Gather every line of the data below that contains the word "pink", and copy each one unchanged.

:: Data lines ::
⁂

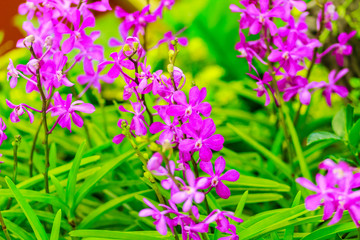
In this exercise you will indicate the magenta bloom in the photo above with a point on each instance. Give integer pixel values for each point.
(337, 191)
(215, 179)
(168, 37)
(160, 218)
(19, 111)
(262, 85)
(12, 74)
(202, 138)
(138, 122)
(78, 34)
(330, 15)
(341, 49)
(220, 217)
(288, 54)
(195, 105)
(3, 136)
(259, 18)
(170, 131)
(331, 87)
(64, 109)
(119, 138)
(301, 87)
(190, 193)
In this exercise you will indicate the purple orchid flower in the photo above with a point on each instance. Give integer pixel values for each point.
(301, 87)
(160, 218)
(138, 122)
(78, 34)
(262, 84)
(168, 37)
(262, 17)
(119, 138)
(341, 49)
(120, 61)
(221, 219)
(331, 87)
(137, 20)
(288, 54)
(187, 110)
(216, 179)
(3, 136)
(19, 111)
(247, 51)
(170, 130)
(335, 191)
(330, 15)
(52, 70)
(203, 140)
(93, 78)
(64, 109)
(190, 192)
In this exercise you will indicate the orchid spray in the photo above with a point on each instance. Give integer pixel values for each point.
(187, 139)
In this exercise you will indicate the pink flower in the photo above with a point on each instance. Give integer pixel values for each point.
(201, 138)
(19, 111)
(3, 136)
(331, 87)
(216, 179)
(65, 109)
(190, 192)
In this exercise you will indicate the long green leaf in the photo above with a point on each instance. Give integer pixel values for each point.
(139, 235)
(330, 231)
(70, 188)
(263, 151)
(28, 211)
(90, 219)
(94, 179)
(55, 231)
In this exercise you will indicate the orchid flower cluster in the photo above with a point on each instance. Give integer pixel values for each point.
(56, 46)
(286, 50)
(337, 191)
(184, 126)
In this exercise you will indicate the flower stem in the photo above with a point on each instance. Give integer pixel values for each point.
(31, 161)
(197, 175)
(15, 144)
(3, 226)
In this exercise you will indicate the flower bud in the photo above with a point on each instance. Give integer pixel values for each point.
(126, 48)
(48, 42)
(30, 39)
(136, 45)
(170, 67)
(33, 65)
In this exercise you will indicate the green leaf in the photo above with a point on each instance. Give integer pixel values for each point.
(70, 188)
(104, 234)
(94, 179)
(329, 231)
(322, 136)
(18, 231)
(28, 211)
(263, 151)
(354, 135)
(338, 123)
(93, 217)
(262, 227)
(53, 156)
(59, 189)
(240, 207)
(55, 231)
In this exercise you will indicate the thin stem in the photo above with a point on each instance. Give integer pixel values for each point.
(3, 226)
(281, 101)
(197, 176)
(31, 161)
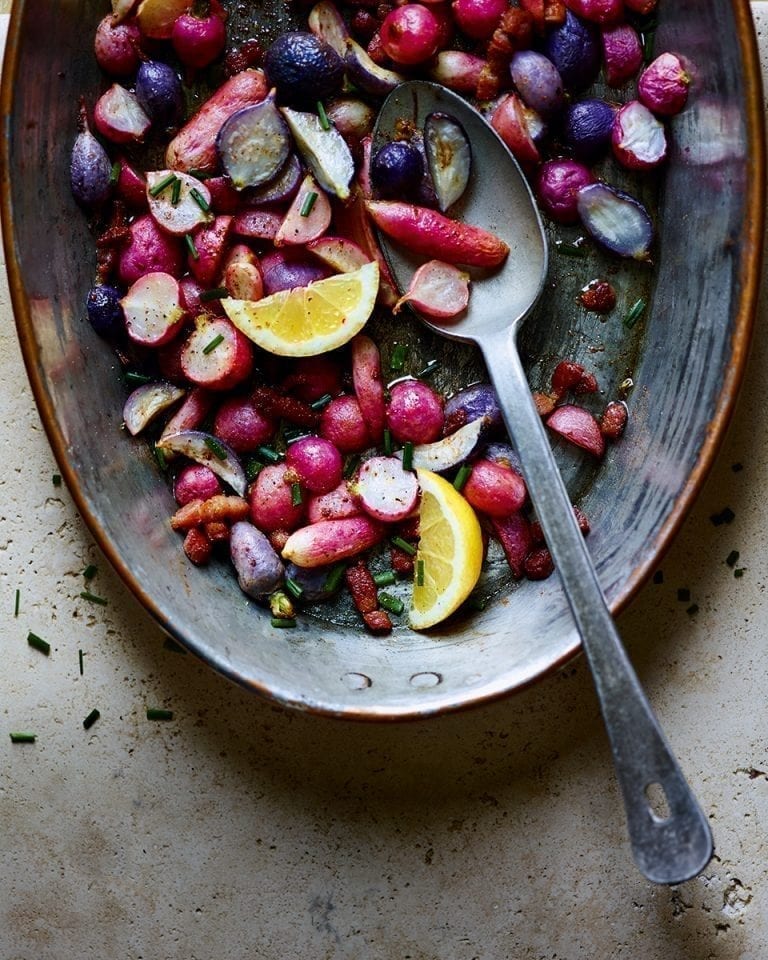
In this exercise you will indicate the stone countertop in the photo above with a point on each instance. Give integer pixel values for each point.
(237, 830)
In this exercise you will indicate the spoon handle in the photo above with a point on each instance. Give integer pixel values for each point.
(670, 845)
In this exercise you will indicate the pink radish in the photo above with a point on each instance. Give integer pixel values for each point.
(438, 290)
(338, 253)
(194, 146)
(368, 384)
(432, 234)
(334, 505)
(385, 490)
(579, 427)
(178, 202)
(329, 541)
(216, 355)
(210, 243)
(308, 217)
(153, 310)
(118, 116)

⁂

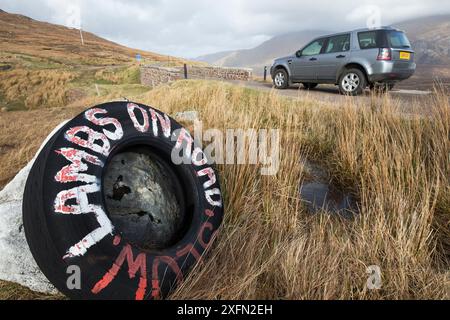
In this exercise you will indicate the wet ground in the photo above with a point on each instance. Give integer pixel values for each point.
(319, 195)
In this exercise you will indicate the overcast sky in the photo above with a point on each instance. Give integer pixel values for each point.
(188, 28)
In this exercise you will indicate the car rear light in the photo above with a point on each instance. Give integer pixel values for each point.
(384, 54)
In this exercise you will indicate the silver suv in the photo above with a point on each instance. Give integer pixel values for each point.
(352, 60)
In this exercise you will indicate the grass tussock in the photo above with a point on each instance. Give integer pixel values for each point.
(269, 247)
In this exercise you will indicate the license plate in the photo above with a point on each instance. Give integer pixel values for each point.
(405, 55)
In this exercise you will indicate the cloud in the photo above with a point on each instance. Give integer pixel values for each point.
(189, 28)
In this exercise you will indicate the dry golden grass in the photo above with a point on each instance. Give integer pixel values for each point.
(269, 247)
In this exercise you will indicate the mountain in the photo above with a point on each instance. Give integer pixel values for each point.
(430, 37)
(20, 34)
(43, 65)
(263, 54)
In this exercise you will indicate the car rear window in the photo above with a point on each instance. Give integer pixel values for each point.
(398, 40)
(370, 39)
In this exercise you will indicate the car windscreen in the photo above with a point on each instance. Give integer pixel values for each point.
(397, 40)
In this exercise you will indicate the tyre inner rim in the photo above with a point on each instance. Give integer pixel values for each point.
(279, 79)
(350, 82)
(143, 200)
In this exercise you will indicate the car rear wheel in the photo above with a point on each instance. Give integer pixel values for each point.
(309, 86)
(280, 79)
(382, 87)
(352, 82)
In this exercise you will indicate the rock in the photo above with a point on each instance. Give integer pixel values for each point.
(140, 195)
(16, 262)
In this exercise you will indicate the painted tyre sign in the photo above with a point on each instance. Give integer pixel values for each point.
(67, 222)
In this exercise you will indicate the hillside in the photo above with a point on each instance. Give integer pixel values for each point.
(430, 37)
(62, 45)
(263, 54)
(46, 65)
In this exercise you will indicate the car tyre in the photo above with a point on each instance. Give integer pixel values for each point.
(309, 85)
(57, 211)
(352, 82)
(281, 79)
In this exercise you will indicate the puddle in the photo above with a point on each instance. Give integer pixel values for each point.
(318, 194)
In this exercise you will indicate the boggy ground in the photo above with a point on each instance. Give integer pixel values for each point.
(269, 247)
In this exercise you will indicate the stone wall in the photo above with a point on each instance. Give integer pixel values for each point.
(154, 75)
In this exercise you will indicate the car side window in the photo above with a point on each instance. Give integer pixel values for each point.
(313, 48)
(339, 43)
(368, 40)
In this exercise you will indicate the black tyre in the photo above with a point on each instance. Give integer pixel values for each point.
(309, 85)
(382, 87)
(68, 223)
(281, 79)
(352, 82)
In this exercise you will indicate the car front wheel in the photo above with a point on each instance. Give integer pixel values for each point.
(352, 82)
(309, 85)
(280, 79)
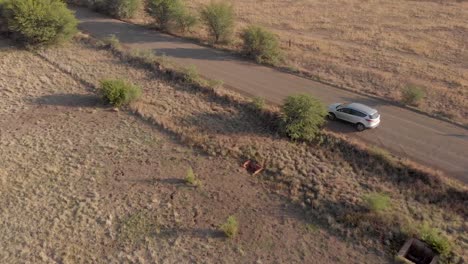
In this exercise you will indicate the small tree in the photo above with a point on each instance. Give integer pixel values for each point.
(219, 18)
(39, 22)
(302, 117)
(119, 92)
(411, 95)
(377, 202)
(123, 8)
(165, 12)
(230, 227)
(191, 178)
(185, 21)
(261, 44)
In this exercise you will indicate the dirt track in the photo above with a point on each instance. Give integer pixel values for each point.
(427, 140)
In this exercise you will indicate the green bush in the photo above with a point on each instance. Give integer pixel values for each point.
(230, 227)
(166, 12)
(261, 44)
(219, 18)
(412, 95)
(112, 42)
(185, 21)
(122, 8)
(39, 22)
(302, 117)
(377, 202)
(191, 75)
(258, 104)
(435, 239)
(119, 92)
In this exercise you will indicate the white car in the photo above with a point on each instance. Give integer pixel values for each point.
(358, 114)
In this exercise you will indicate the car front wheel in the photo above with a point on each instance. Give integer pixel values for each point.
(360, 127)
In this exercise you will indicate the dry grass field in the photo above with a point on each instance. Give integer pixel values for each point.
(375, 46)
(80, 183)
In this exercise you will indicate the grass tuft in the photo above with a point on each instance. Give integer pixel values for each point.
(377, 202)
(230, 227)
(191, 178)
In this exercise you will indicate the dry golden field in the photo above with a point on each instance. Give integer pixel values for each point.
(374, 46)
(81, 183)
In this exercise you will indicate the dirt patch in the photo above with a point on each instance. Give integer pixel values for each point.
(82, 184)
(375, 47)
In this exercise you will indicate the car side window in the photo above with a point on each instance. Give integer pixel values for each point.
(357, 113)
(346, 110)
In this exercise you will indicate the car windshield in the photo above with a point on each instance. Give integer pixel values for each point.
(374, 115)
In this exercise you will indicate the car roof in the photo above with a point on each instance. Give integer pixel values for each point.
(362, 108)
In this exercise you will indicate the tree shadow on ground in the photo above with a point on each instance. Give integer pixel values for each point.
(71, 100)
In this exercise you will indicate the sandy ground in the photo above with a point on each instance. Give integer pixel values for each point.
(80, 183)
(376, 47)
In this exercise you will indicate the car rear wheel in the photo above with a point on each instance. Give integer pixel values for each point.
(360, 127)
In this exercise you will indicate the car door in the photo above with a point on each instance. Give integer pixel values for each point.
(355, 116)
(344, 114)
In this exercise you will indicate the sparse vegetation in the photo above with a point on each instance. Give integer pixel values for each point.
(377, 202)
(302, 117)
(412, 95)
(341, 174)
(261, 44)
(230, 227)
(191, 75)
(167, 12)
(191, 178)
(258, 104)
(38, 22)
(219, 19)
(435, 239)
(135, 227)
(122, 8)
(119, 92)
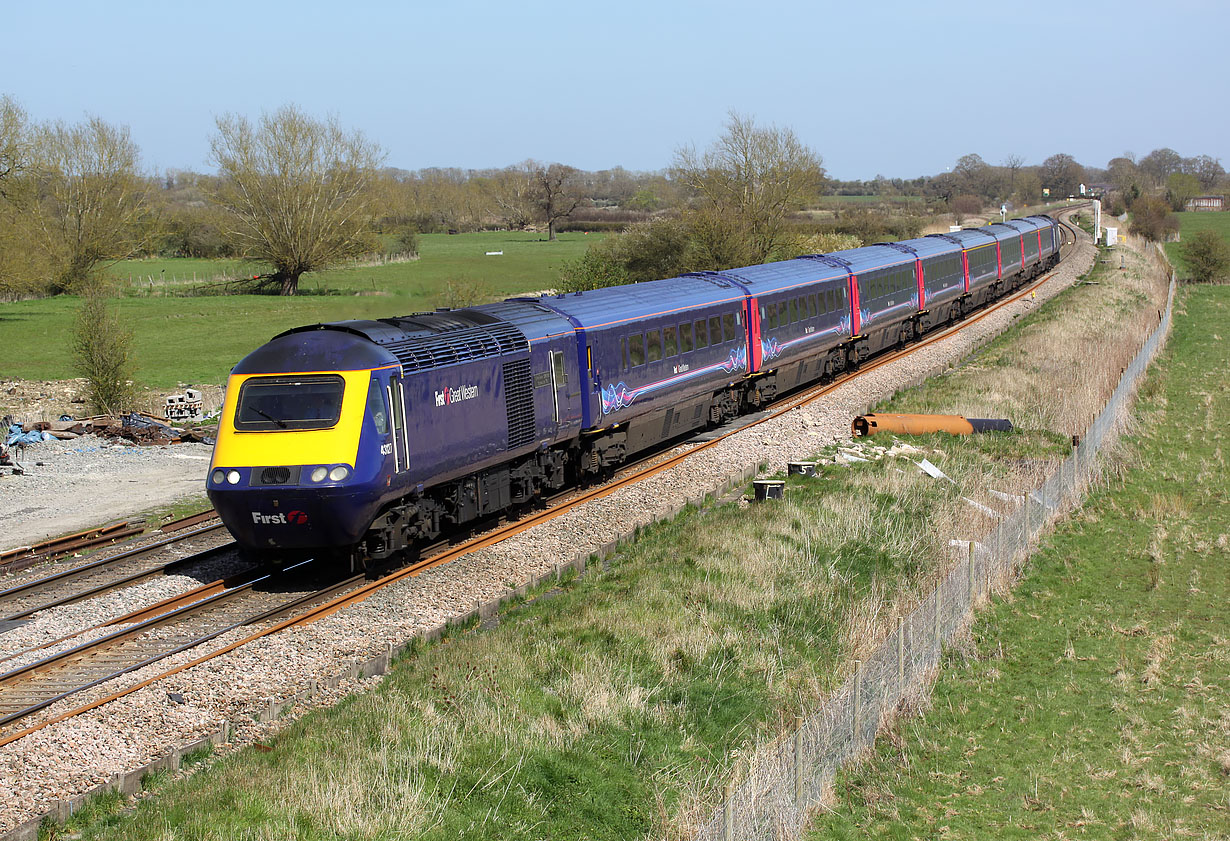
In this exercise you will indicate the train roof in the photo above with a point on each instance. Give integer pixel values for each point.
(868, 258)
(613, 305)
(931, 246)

⁂

:: Answer to the task ::
In this exercise you will indicate the pink flower in the photo above with a point on each instance. Give integer pixel values for each point.
In this exercise you will indicate the pink radish in the photo above with a point on each instance. Give integer pixel values for each point.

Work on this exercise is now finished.